Reproduce the lines of the records verbatim, beginning with the line containing "Please segment every instance of the **rocky" and ending after the line containing "262), (405, 282)]".

(Contour labeling records)
◆ ◆ ◆ ◆

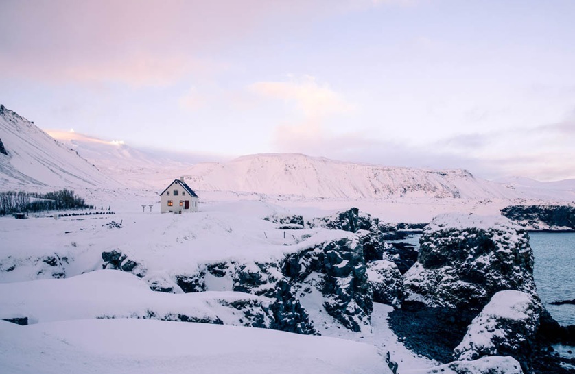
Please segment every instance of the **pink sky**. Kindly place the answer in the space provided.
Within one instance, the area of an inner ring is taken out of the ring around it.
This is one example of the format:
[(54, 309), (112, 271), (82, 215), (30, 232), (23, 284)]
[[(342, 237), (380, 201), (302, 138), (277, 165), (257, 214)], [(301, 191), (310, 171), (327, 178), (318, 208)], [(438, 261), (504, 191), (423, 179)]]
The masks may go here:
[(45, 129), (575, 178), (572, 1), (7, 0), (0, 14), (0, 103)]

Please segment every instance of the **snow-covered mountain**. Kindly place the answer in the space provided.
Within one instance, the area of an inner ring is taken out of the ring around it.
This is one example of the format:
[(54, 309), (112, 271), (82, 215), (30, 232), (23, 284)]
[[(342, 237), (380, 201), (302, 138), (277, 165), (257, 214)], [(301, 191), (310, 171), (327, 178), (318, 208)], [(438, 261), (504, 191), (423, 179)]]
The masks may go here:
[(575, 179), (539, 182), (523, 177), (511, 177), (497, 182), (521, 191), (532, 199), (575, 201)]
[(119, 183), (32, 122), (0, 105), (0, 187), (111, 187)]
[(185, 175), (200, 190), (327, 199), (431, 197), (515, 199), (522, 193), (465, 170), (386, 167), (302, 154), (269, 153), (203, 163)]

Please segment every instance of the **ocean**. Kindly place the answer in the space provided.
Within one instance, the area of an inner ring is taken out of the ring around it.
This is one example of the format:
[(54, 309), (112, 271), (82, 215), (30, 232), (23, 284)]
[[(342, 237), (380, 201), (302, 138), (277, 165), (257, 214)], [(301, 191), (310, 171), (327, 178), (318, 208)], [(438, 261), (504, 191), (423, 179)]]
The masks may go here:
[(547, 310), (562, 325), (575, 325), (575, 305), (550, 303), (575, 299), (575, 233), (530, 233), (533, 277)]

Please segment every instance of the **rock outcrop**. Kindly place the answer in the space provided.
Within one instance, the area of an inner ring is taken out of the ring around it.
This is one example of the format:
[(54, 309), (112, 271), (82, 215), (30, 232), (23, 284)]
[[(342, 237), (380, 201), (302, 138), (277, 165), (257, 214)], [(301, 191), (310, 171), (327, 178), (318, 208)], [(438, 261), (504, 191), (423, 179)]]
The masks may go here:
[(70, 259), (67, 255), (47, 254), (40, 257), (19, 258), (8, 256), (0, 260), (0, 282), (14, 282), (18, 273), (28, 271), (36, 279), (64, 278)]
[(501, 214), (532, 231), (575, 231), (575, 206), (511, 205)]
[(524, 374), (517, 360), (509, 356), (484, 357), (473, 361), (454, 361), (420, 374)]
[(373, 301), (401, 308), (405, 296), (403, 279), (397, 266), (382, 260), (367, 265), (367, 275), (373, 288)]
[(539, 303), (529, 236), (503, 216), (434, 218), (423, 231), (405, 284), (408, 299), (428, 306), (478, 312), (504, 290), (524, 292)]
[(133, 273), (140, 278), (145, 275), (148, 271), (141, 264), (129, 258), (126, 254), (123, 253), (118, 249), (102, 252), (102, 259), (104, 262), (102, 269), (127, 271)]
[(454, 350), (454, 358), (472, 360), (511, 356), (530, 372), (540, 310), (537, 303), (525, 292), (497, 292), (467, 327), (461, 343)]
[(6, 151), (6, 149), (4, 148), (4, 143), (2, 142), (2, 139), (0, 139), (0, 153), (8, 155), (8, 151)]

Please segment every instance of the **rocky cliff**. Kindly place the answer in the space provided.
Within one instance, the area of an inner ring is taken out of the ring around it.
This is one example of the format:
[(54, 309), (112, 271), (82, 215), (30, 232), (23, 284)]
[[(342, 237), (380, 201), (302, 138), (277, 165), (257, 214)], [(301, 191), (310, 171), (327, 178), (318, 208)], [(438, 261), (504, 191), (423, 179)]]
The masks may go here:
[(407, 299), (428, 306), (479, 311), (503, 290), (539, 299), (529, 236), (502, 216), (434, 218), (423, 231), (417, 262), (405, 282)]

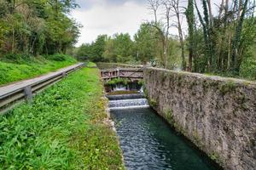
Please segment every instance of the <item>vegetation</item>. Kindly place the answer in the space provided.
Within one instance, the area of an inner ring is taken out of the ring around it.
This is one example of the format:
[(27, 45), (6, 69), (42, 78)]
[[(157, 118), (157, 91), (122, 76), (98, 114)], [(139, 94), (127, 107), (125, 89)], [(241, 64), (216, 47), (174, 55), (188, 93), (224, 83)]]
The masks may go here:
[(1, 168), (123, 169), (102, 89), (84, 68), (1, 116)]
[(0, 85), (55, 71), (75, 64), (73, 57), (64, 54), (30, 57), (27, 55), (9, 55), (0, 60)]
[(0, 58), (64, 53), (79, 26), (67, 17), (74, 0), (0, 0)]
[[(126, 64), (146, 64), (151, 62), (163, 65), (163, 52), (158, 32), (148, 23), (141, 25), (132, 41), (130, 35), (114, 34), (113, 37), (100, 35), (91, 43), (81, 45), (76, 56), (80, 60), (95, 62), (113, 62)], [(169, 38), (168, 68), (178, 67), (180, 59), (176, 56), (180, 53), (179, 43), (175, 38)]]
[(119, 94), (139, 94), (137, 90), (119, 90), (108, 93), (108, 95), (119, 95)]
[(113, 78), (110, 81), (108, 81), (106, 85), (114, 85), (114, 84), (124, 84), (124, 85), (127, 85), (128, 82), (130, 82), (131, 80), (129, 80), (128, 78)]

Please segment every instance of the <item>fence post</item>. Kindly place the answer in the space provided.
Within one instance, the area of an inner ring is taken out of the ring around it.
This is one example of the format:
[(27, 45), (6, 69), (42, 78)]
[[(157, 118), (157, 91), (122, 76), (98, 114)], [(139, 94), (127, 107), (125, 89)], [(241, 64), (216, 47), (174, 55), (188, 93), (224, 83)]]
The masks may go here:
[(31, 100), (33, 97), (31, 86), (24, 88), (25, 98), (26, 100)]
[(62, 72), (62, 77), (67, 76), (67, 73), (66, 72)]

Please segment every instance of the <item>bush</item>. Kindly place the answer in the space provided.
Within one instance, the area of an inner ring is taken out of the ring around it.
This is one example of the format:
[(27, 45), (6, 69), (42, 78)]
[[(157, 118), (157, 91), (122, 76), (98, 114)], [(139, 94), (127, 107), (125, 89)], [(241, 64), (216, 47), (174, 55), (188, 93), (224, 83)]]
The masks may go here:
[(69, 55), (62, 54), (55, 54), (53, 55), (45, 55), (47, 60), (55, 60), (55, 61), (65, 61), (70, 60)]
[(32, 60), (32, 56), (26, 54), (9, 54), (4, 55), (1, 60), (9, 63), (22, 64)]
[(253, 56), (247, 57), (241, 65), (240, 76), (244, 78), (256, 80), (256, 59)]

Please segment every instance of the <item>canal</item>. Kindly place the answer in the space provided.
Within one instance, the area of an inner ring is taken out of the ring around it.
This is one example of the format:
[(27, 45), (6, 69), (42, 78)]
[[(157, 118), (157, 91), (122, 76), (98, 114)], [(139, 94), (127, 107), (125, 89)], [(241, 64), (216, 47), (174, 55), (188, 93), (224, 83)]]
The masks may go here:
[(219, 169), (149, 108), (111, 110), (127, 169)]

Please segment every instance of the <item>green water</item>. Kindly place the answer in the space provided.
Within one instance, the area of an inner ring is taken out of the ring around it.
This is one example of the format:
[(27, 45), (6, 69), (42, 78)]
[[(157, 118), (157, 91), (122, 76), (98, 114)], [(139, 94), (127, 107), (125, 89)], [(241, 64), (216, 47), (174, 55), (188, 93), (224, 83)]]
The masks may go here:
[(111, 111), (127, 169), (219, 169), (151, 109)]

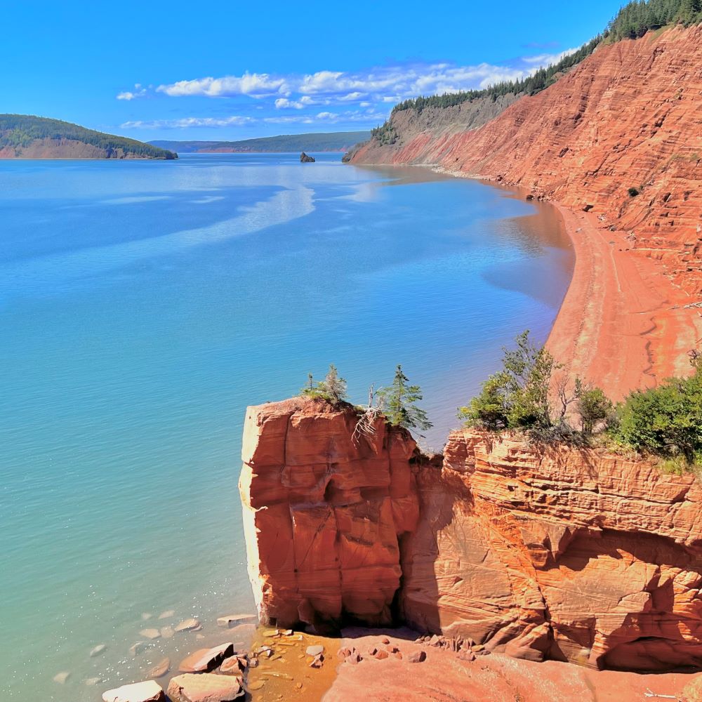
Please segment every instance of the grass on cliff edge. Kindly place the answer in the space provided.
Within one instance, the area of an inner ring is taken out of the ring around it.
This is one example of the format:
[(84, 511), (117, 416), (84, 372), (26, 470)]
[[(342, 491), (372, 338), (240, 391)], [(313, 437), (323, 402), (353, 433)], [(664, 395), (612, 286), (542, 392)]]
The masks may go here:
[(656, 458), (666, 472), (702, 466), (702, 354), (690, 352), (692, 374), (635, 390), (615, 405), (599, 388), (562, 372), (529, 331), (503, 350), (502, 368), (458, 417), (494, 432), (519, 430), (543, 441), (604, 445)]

◆ ◆ ◆ ◆

> [Response to the task]:
Please segment every instance of the **rocky cliff**. Kindly place the answer in the space provided.
Within one instance, the area of an inner ring is taken out of the ring around it.
This is one example of the format:
[(54, 309), (112, 271), (82, 215), (30, 232), (23, 284)]
[[(342, 237), (380, 201), (302, 138), (277, 165), (257, 214)], [(301, 191), (310, 171), (327, 178), (318, 208)], [(438, 261), (504, 191), (423, 179)]]
The masks may go here:
[(407, 299), (428, 306), (479, 311), (503, 290), (539, 299), (529, 236), (502, 216), (434, 218), (423, 231), (417, 262), (405, 282)]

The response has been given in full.